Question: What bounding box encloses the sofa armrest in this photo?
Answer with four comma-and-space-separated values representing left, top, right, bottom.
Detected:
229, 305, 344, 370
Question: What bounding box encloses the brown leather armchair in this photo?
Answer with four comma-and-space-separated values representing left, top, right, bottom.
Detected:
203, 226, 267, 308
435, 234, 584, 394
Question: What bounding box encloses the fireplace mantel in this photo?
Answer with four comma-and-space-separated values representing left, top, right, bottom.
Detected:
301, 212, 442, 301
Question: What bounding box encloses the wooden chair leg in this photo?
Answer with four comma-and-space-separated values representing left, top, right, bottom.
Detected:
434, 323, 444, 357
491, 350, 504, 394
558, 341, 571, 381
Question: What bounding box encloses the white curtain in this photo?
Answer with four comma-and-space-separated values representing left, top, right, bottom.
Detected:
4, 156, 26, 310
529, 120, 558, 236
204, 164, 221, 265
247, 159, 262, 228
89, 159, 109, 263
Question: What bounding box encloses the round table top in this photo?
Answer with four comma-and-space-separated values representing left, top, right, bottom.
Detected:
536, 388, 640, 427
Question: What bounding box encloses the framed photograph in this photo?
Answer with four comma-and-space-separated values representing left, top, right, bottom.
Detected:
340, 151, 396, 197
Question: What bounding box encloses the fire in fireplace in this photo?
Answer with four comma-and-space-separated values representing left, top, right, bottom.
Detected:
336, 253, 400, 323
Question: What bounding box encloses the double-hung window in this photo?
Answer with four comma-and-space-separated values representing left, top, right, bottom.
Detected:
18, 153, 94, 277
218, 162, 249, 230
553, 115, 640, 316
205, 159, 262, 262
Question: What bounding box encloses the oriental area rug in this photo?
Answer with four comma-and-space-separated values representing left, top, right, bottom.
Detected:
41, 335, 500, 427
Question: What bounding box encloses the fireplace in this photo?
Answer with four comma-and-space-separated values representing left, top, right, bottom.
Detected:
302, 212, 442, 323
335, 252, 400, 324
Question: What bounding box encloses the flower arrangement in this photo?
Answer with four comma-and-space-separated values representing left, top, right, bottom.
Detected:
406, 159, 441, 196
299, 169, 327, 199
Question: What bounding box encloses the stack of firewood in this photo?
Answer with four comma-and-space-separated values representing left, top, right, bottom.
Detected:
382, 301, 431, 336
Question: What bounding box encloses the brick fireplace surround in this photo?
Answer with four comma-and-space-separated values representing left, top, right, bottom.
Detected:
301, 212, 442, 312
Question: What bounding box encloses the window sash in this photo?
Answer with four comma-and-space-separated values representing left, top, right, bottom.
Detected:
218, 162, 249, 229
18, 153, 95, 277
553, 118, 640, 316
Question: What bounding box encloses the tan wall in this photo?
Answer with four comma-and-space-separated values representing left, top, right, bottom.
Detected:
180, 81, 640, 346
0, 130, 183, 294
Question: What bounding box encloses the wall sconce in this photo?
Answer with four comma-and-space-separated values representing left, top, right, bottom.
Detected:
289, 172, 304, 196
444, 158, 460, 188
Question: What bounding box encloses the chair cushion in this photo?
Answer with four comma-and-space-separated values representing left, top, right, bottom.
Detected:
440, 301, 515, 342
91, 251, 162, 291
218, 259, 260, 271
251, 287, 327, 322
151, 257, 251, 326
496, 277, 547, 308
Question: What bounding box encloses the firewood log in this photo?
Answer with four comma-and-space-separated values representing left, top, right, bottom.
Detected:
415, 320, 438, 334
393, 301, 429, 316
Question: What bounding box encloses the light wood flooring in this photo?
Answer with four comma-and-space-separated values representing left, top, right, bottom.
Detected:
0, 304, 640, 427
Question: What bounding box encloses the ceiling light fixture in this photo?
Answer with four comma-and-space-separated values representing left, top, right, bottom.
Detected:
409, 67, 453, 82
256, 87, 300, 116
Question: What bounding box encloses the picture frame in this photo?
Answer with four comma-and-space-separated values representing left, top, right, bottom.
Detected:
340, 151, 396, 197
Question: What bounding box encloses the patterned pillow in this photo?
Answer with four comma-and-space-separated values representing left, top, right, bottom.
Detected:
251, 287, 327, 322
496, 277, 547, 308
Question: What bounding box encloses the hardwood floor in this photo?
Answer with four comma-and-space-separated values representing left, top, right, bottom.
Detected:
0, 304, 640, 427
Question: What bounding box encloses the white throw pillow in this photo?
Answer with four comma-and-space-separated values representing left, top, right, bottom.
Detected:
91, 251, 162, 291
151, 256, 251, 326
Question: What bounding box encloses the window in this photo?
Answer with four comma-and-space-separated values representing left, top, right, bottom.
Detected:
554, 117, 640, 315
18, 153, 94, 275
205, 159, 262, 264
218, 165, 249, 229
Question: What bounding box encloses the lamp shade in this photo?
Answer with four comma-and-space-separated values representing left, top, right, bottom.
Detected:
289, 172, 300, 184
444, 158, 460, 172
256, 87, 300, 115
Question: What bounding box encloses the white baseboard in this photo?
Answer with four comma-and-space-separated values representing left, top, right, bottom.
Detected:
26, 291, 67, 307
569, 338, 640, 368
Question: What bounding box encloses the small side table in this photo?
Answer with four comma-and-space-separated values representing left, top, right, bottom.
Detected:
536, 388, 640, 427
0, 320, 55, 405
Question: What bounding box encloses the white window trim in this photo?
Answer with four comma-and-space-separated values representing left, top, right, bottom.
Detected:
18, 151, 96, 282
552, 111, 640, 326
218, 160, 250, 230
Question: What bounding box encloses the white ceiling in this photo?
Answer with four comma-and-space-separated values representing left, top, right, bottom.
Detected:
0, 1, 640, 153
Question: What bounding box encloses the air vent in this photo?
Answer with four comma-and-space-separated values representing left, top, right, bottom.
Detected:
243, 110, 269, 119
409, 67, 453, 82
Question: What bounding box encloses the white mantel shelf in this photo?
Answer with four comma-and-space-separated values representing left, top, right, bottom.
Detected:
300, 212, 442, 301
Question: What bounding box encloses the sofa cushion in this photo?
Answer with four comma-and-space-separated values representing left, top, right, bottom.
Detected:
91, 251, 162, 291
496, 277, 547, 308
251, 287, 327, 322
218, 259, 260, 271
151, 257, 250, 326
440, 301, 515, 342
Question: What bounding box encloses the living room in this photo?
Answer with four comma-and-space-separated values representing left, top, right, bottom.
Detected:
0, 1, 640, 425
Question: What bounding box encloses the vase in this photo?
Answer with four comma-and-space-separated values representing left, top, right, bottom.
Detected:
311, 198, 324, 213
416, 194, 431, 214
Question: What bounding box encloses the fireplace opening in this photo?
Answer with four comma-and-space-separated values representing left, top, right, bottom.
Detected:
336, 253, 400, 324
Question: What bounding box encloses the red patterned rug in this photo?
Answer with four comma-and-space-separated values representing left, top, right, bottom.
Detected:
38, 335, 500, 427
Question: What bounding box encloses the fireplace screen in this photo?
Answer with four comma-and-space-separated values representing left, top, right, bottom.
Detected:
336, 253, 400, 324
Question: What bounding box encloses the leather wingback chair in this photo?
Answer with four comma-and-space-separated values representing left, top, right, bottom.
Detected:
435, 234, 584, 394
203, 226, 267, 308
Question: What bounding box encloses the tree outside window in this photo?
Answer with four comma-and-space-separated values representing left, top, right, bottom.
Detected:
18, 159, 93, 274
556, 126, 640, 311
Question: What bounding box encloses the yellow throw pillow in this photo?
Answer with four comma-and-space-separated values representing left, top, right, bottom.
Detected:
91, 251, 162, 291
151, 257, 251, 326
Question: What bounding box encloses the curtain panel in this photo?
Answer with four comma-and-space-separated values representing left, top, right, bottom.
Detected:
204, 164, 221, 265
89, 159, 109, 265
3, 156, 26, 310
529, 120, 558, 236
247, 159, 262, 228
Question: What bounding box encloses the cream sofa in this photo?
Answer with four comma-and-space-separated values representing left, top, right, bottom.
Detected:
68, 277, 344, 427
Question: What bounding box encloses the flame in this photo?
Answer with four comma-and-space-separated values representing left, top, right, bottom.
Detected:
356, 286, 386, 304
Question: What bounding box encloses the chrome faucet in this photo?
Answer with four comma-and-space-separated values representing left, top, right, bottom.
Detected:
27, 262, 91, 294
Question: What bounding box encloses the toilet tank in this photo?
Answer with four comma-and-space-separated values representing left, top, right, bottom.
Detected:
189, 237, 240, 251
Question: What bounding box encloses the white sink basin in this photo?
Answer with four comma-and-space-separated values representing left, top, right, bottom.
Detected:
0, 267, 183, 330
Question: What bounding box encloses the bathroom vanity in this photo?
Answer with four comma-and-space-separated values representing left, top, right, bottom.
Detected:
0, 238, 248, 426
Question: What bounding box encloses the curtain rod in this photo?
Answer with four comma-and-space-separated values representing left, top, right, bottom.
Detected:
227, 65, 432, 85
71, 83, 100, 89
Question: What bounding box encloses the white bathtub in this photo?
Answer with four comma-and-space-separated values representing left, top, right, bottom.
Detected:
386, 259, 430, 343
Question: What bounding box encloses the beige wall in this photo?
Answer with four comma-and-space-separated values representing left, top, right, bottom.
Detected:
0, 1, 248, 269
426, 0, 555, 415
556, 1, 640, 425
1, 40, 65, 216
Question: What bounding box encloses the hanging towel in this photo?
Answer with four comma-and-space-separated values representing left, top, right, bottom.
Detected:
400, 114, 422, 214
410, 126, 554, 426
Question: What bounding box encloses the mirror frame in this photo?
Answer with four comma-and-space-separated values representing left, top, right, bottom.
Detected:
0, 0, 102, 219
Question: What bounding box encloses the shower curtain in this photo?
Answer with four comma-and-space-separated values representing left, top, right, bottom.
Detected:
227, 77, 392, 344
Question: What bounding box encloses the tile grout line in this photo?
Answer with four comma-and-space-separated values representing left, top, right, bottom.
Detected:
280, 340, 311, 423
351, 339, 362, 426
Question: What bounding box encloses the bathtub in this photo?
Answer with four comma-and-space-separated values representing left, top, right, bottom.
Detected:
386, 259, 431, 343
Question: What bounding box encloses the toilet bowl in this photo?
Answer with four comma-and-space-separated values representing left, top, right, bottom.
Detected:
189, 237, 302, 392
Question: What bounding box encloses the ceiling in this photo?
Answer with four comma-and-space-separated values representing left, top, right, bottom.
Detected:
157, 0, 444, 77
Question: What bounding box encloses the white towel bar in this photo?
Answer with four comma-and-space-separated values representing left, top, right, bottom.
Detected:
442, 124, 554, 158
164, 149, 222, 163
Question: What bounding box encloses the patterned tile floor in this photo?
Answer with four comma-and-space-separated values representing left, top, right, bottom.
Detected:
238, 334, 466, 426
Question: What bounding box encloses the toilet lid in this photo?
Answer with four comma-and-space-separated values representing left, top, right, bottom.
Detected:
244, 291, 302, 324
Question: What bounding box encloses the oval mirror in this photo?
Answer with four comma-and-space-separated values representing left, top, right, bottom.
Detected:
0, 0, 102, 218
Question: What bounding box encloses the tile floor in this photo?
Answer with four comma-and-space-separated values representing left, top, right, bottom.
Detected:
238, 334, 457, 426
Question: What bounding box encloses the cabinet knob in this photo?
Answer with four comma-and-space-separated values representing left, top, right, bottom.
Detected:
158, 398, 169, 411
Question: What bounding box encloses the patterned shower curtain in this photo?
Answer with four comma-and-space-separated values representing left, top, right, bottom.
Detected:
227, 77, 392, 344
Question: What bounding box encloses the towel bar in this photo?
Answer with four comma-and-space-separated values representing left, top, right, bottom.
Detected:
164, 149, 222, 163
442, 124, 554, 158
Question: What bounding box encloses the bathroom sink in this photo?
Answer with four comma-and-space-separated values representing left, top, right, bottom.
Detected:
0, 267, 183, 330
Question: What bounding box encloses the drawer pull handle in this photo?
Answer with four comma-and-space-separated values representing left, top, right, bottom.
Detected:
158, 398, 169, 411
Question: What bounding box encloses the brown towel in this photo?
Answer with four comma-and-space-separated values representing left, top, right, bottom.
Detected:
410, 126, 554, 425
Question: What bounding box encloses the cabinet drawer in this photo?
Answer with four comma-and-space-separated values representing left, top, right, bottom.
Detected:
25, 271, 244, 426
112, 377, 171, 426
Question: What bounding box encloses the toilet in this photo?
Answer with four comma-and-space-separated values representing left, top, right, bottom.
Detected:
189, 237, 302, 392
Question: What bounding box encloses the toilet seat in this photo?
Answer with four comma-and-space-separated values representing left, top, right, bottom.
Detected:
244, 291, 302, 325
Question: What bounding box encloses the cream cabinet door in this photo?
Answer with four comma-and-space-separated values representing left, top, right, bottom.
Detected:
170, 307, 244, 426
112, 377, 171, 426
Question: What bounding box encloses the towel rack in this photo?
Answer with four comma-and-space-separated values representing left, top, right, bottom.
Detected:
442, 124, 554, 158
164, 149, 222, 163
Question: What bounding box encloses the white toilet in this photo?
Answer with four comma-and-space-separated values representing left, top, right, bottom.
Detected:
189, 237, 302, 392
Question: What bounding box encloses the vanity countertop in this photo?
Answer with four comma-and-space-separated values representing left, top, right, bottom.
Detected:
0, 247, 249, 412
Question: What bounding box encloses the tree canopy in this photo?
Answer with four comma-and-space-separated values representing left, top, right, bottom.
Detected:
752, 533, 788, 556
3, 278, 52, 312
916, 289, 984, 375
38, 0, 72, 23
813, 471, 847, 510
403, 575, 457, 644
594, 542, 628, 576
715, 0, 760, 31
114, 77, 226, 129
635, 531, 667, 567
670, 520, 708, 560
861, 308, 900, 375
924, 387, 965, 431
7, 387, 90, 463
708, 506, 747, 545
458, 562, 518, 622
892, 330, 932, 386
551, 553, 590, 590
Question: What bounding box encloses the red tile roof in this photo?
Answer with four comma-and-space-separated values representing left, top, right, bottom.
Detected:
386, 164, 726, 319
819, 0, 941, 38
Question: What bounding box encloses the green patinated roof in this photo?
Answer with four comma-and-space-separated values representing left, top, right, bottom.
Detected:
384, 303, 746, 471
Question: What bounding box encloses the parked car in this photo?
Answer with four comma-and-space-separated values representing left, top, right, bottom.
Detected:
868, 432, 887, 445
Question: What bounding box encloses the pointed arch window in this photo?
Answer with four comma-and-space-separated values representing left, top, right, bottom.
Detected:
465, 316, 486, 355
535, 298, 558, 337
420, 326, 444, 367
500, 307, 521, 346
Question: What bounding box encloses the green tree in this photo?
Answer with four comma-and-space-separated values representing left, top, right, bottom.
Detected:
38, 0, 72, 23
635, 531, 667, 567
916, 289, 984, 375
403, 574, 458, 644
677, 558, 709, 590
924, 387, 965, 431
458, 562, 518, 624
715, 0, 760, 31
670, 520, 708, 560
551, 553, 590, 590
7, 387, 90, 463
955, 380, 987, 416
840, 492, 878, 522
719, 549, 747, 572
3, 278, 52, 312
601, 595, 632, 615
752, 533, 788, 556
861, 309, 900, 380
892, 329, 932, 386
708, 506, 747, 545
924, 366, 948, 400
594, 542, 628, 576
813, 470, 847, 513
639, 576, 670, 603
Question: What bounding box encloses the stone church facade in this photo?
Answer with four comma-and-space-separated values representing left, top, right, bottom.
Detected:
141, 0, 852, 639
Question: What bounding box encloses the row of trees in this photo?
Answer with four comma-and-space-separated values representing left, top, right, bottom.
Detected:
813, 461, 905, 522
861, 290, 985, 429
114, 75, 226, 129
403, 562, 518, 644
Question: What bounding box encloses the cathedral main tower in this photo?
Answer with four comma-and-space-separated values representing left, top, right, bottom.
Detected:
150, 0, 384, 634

========

• _What you will do_:
Please repeat the material verbatim, starting at the line containing "Question: What bounding box encloses the fireplace in" and ending at the line containing "0, 130, 183, 294", with both of those lines included.

• _Final result_:
Question: What bounding box encloses the fireplace in this photo?
Answer with four comma-and-space-separated values representing left, top, right, bottom.
Detected:
302, 212, 442, 323
335, 252, 400, 324
Question: What bounding box encloses the flower arrangement in this photo?
Answer with four comma-and-space-separated values representing left, top, right, bottom.
Detected:
406, 159, 441, 196
299, 169, 327, 199
Question: What bounding box encloses the stack of firewood in this photo?
Answer with four comma-and-space-separated values representing left, top, right, bottom.
Detected:
382, 301, 431, 336
Question: What bounding box encloses the brick fireplace surround in this photo?
Answer with four comma-and-space-separated values representing left, top, right, bottom.
Detected:
301, 212, 442, 312
Question: What bounding box encloses the window sash in this photo?
Answer with four comma-and-space-separated values representing left, top, right, bottom.
Detected:
218, 162, 249, 229
18, 153, 95, 277
553, 118, 640, 316
Question: What bounding box encloses the tan wall in this photo?
Answer with four comma-and-space-separated values representing left, top, right, bottom.
Detected:
180, 81, 640, 346
0, 130, 183, 294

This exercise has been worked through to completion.